(Data to use)
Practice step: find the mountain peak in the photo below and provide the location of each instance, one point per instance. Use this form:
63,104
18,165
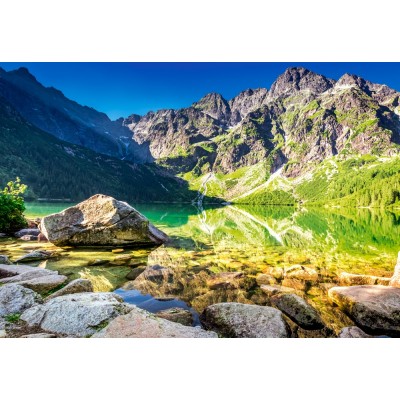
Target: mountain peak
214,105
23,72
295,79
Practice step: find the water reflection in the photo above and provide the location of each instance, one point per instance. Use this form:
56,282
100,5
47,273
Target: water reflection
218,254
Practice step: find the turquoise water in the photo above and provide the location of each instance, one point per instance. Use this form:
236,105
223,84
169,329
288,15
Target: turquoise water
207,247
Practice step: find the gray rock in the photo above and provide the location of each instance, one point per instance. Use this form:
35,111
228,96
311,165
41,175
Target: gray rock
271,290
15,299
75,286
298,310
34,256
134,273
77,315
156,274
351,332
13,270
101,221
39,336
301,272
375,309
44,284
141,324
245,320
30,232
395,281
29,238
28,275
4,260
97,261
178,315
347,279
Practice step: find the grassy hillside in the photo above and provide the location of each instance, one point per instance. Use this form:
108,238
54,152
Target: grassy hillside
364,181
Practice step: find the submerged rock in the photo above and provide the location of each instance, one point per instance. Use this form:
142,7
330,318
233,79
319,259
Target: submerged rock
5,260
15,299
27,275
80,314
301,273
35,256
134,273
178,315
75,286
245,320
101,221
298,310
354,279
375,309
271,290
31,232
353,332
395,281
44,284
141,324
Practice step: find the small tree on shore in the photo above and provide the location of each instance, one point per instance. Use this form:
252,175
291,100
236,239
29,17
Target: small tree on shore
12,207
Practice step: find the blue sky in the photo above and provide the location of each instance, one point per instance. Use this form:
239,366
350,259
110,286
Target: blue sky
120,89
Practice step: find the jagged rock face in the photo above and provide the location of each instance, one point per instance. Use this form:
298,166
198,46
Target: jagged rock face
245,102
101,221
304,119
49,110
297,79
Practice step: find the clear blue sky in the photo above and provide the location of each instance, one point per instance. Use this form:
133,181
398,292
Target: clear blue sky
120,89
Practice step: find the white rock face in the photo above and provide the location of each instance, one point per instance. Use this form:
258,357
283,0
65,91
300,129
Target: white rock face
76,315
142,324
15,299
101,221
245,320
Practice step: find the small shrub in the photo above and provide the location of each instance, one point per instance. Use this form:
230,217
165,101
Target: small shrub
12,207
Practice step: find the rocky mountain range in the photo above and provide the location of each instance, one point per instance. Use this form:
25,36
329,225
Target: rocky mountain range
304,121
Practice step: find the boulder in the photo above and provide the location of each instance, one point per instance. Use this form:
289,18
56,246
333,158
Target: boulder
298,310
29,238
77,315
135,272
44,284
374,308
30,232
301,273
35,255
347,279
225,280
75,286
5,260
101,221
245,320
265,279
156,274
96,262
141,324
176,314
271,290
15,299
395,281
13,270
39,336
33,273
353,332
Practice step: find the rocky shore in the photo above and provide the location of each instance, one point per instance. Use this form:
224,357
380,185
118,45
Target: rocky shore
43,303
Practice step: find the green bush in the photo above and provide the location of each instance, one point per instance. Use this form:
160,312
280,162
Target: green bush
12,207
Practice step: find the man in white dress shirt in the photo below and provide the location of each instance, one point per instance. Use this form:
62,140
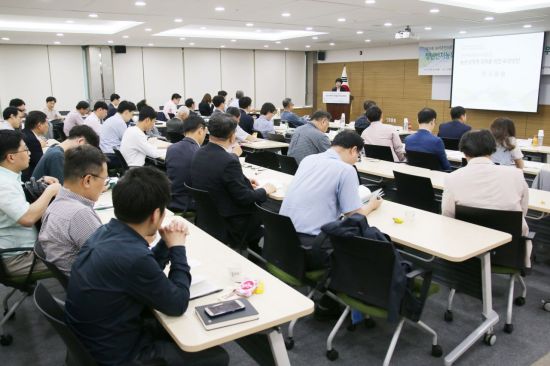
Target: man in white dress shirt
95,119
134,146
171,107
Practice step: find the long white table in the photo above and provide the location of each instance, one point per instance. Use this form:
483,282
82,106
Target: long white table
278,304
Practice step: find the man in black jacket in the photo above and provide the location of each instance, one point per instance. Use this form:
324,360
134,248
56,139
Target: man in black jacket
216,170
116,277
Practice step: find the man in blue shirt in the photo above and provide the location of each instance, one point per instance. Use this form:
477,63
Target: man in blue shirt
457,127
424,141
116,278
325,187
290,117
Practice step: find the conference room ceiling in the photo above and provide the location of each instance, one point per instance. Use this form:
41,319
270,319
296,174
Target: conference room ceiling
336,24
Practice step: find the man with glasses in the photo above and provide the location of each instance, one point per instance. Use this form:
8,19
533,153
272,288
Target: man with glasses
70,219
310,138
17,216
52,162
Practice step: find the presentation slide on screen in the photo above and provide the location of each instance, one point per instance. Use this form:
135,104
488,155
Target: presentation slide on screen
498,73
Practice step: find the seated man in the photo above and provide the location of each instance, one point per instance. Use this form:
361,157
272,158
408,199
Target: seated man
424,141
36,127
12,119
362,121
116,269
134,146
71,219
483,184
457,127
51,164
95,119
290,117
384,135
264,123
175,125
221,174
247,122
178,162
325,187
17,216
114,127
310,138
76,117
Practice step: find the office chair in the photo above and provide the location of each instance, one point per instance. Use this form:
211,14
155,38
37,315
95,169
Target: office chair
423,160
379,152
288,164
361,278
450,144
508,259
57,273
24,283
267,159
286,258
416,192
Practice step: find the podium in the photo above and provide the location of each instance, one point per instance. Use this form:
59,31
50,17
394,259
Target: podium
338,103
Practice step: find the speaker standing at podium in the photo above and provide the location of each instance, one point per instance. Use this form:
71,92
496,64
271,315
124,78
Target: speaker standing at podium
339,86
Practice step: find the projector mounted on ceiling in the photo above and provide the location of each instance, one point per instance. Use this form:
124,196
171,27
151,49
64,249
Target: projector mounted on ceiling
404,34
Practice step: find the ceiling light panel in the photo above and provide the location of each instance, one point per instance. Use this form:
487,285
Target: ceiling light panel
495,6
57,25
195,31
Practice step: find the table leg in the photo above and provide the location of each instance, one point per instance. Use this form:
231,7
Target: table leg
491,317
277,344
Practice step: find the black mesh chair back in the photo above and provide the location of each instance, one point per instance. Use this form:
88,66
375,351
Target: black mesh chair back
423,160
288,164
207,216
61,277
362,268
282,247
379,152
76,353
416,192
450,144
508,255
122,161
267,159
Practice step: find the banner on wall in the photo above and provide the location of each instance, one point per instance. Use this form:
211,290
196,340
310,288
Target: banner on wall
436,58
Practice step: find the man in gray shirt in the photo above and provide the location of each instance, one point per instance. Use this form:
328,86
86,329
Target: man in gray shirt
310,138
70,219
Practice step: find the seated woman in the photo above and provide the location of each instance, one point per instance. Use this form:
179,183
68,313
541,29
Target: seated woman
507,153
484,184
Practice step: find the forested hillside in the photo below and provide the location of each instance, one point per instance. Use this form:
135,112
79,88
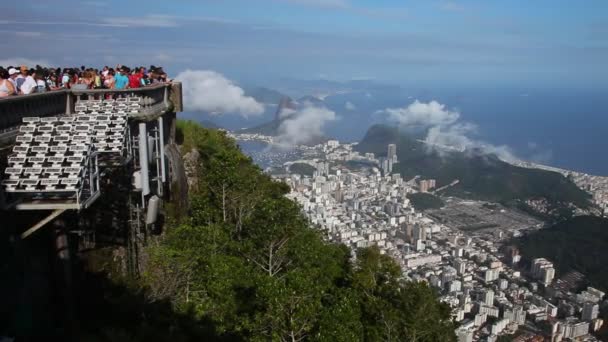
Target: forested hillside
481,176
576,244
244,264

(What is expected)
Repeat all of the listing above word for word, and exclude the pictures.

(Result for this task)
Practice step: find the mountain peak in the photo below and provide the location of each instance, one point per instance. Use this form:
63,104
18,165
Target: mountain peak
214,105
23,72
295,79
Practice step: find the water reflection in the photo above and provide the location of each instance, one point per instance. Use this form:
56,282
100,5
47,273
Target: water reflection
218,254
Practice step: find the turquoise water in the photo above and provide the location of each instance, one point per instance. Use this form:
236,105
223,84
169,329
288,15
Target: turquoise water
207,247
Practice step: find the gray rock in the photo above and provide the location of each instance, one point per instance. Use this form:
35,111
228,96
311,165
41,175
Target: gray rock
271,290
15,299
75,286
298,310
34,256
134,273
77,315
156,274
351,332
13,270
101,221
39,336
301,272
375,309
44,284
141,324
245,320
30,232
395,281
29,238
28,275
4,260
97,261
178,315
347,279
Practice step: find the grassy hillside in the photo above and provide the location of each instance, one point per instance. Use this form:
108,238
54,152
Target: grassy hillside
364,181
Practice step: find the submerged rock in the photo above and provide the location of each instance, one point per instance. Use this form:
142,7
330,318
233,79
319,259
Target: submerged rock
5,260
15,299
27,275
80,314
301,273
35,256
134,273
178,315
75,286
245,320
101,221
298,310
354,279
375,309
271,290
31,232
353,332
395,281
44,284
141,324
Practice step: find the small tree on shore in the photo above and provide the location of each instance, one point per instance. Use this form:
252,175
291,100
236,239
29,17
Target: small tree on shore
12,207
Practice step: find the blue sky in the photo above and provide the location of each instance, one point per instance. Use this form:
239,366
350,259
110,286
Target: blue sky
120,89
Practice step: find the jagged rock face in the photo above and provide the location of each instance, one point per instance. Use this form:
298,166
198,46
Target: jagged rock face
245,102
101,221
304,119
49,110
297,79
Practice step: find the clear blue sky in the photo above and provide the location of each instance, one point per instance. Use this form:
133,181
398,292
Target: clear blue sky
120,89
Practice step: find the white rock face in the photo above and provide the location of each instance, one point per instance. Use this form:
258,357
283,0
65,91
300,129
Target: white rock face
76,315
142,324
15,299
101,221
245,320
Practice step: find the small shrub in the photo above and provide the location of each instance, one point per instance. Use this form:
230,217
165,101
Target: small shrub
12,207
Practice step: find the rocky mountain range in the photo above and provide the location of each instance, one point per instance. Use this form:
25,36
329,225
Target: rocky mountain range
304,121
Practice step: find the boulder in the photo above and provide the location of each instance, one point per instance. Use this form:
289,18
56,246
333,158
Target: boulder
298,310
29,238
77,315
135,272
44,284
374,308
30,232
301,273
35,255
347,279
225,280
75,286
5,260
101,221
245,320
265,279
156,274
96,262
141,324
176,314
271,290
15,299
395,281
13,270
39,336
33,273
353,332
Practice step: find the rocky shore in the photo above and provide the location of each instance, one point per instance. Use this form:
224,357
380,185
118,45
Target: rocky shore
43,303
Practice step: find the green bush in the photo above and provide the location of each instance, one point per instance. Use this form:
160,312
280,162
Target: green bush
12,207
Practice step: find the man in white dress shirt in the photo below and provide the location of each instance, one point per instance. Use this form:
62,140
Target: man in white dress shirt
95,119
134,146
171,107
Practice step: find the long white table in the photo above and provide the location of each instance, one point per instance. Use this form:
483,282
82,106
Target: long white table
278,304
Practice step: find the man in black jacket in the photo above and provide the location of each instance, one point per instance. Use this form:
324,360
134,248
56,139
Target: man in black jacket
216,170
116,277
Practice step: find the man in blue shirt in the photo above and provide the location of each instance, one point per instance. Use this form:
477,63
Target: man in blue shirt
457,127
424,141
116,278
325,187
290,117
Practice step: find the conference room ceiling in the photo above and provide the location of each instance, one point per instance. Use this form:
41,319
270,319
296,174
Target: conference room ceiling
336,24
Practice step: find the man with glasses in the photo above and provide the location of each instance, one point per instance. Use this form:
8,19
533,153
272,288
Target: man with glasses
70,219
310,138
17,216
52,162
Practice step: find the presentation slide on screen in the photo above and provide the location of each instance, one point per instance. Use this form:
135,104
488,155
Target: presentation slide on screen
498,73
Practice step: find the seated man in the photo above and provide the location of each instance, one point per instance. Use this form:
361,157
272,158
408,199
Target: seated man
424,141
36,127
12,119
362,121
116,269
134,146
71,219
483,184
457,127
51,164
95,119
290,117
384,135
264,123
175,125
221,174
247,122
178,162
325,187
17,216
114,127
310,138
76,117
Practice step: find the office chair in the photo above and provide the location of each instance, one point per instance. Use this form:
211,14
155,38
37,315
95,169
Target: office chair
423,160
379,152
288,164
361,278
450,144
508,259
57,273
24,283
267,159
286,258
416,192
Practice step: find the podium in the photo above and provide the location of each instance, one point per instance. Use this form:
59,31
50,17
394,259
Target: podium
338,103
Practice step: find the speaker standing at podium in the photo above and provide the location of each instance, one point per instance. Use this form:
71,92
496,64
271,315
124,78
Target: speaker standing at podium
339,86
Practice step: find the projector mounted on ceiling in the photo above and provide the location of each instance, one point per instance. Use this form:
124,196
171,27
151,49
64,249
Target: projector mounted on ceiling
404,34
Practice step: find the ceiling light panel in the photo above and provide the location of each instance, one point per instance. Use this form:
487,285
Target: ceiling light panel
495,6
57,25
195,31
Practice step: find the table leg in the photo above and provide the location of each instance, one point per instance. Use this form:
231,7
Target: table leg
491,317
277,344
Practice step: find the black mesh chair back in the photo above and provide the location of each instance, one point per instance. Use this form:
88,66
375,351
Target: black mesh chair back
423,160
288,164
207,216
61,277
362,268
282,247
379,152
76,353
416,192
450,144
508,255
122,161
267,159
Practice step: find the banner on wall in the photo above and provide the location of each instance, one point per instance. Use this form:
211,290
196,340
310,288
Target: banner on wall
436,58
Practice step: find the man in gray shirt in the photo above and provide the location of each instance, one point per instance. Use this form:
328,86
86,329
Target: man in gray shirt
310,138
70,219
Practice step: find the seated woman in the photo above and provide the location of each instance, one point per instance. Use this form:
179,183
68,313
541,29
Target: seated woman
507,153
484,184
Practice step: find the forested hillside in the photo below and provide the location of each instance, one point per instance. Use this form:
135,112
79,88
Target: forested hillside
481,176
576,244
244,264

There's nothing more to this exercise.